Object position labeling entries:
+---+

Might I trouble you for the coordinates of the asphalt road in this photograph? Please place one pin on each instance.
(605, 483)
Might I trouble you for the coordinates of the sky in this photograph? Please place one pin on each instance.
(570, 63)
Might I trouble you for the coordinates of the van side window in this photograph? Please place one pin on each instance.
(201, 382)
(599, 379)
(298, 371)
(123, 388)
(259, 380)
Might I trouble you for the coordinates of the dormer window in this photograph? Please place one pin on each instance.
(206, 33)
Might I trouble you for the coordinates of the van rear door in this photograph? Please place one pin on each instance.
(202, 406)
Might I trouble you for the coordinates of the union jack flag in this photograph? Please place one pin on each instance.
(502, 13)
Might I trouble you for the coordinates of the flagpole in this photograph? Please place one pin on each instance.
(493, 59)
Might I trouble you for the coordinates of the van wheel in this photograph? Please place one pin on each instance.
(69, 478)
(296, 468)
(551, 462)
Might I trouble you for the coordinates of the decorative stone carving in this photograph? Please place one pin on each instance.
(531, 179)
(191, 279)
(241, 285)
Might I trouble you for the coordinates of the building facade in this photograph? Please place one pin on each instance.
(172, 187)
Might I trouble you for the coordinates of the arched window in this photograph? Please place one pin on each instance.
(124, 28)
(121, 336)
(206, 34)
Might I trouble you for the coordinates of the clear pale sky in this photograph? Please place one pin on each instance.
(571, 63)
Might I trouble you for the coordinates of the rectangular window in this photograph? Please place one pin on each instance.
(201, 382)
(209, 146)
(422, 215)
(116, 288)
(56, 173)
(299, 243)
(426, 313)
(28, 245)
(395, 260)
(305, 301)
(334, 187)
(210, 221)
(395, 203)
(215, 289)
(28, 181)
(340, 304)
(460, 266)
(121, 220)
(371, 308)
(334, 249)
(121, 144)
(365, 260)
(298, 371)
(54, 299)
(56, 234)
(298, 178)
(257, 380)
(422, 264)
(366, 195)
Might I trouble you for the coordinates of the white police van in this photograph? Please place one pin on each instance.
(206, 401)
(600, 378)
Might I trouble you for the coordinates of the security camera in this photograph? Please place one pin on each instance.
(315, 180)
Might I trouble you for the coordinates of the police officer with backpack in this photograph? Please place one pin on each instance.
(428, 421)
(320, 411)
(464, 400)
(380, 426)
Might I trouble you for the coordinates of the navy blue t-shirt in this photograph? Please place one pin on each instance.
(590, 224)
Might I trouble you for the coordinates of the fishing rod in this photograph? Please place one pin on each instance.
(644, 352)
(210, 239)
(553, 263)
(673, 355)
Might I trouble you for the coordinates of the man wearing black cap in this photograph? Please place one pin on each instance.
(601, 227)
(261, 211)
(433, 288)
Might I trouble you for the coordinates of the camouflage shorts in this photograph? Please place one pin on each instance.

+---+

§ Do this
Please give the lines from the one containing "Might I trouble you for the coordinates of the white" through the end of the records as a numbered list, leaving out blank lines.

§ Result below
1. Might I trouble you for the coordinates of the white police van in this photograph? Please place one pin on each instance.
2. (206, 401)
3. (600, 378)
4. Might I trouble you for the coordinates of the security camera in this photograph? Please place one pin on each instance.
5. (315, 180)
6. Might I trouble you for the coordinates of the police officer with backpack in this photograph? Please place one pin on each instance.
7. (428, 421)
8. (320, 411)
9. (464, 400)
10. (380, 426)
11. Might I trouble you for the coordinates of the navy blue t-shirt in this photograph? Please place one pin on each instance.
12. (590, 224)
13. Might I trouble you for the coordinates of the fishing rod in this photograph? Please place one pin on each instance.
14. (644, 352)
15. (210, 239)
16. (553, 263)
17. (673, 355)
18. Might I trouble you for the coordinates of the man wearing black cap in this photograph? Please place one pin on each instance.
19. (601, 227)
20. (261, 211)
21. (433, 288)
22. Might I trouble you for the coordinates of the camouflage shorts in this photograph? Please place one pin on each instance.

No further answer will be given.